═════ MATERIAL FOR THE TASK ═════

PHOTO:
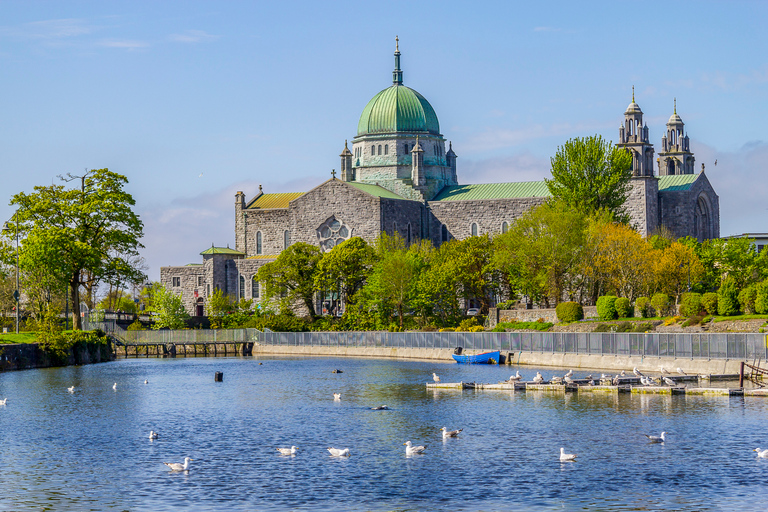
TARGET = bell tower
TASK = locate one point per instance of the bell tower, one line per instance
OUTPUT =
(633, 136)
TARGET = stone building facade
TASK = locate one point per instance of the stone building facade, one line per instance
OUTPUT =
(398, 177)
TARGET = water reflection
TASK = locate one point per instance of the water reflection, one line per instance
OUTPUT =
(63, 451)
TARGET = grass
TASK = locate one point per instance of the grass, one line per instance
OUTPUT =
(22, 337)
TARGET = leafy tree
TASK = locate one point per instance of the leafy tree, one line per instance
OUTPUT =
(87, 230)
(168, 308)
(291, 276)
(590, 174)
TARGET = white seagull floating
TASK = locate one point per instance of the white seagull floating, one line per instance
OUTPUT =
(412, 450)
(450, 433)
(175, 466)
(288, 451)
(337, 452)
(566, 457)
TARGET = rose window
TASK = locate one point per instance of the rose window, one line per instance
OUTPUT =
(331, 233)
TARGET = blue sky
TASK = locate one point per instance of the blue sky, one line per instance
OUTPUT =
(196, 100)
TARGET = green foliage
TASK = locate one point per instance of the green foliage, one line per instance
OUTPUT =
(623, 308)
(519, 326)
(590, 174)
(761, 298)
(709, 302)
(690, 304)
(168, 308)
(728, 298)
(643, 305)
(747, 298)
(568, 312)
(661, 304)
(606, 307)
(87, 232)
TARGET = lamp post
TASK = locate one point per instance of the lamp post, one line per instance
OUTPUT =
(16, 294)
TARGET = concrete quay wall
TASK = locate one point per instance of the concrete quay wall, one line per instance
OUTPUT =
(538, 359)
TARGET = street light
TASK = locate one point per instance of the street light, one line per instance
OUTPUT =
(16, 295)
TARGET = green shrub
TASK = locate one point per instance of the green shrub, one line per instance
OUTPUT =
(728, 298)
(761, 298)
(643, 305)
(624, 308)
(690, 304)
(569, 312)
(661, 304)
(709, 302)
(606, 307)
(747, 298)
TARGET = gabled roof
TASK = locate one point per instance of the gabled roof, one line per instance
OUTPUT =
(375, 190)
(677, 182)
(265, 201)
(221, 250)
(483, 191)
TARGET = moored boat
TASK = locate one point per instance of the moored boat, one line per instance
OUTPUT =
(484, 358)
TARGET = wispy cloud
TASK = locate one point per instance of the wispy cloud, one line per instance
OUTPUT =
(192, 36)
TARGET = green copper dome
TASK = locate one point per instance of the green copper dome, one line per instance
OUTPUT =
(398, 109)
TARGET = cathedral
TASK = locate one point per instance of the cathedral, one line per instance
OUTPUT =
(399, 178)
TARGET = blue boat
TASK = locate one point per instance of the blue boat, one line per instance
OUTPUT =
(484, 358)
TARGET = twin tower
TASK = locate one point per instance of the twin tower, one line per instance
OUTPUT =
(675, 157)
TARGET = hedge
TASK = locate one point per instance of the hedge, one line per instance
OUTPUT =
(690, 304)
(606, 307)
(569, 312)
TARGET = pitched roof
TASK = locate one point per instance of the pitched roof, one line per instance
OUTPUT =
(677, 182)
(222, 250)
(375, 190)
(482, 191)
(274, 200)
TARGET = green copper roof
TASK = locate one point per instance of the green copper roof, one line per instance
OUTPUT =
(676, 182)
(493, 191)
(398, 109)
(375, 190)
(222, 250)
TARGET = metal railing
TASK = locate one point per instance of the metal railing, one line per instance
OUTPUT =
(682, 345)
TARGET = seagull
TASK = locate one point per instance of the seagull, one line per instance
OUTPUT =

═════
═════ MATERIAL FOR THE TASK ═════

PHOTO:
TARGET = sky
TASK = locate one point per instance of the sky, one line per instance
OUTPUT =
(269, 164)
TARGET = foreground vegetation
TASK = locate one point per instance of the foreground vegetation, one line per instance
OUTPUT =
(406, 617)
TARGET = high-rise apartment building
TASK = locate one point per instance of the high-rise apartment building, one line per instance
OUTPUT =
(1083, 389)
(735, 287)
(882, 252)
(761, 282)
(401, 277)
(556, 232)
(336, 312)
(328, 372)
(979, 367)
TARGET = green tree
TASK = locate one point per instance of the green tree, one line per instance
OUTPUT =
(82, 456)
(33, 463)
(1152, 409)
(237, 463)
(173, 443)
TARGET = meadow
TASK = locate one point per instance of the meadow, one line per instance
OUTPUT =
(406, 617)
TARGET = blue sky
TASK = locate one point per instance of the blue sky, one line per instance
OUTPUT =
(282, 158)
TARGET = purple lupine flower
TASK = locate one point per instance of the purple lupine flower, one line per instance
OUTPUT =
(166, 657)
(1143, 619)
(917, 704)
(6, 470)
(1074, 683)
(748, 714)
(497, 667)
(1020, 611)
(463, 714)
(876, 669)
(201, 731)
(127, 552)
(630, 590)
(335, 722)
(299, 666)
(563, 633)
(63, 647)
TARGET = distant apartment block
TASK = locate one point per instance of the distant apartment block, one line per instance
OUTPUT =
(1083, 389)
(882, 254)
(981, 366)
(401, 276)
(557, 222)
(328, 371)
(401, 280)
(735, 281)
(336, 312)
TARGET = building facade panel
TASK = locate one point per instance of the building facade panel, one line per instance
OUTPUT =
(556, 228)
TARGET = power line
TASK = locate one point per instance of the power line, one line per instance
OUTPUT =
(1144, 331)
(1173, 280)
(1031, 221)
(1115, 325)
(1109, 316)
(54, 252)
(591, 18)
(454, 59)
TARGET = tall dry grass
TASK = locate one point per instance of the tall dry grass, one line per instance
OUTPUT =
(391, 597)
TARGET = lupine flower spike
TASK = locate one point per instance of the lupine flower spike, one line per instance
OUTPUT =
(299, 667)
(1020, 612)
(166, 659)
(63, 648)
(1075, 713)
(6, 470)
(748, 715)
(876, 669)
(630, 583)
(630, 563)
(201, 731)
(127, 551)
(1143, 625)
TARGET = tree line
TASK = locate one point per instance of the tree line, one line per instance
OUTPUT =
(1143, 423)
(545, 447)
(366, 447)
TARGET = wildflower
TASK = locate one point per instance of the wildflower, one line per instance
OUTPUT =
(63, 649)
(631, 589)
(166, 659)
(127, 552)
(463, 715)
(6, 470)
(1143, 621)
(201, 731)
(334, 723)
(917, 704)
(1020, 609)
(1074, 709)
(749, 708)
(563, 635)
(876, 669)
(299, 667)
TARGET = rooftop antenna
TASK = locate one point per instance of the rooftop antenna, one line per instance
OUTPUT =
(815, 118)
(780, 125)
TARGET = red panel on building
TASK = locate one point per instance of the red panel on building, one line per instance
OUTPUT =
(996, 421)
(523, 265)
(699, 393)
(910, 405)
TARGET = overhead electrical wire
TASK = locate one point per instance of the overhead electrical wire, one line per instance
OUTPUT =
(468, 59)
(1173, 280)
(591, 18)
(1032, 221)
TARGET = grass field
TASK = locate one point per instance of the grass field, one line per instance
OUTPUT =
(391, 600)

═════

## WHAT TO DO
Please copy every line in the entries where "electrical" appears.

## ANSWER TO THIS TASK
TARGET = overhead electrical wire
TASK = locate one point per instance of the overhead electrical wire, one line per instance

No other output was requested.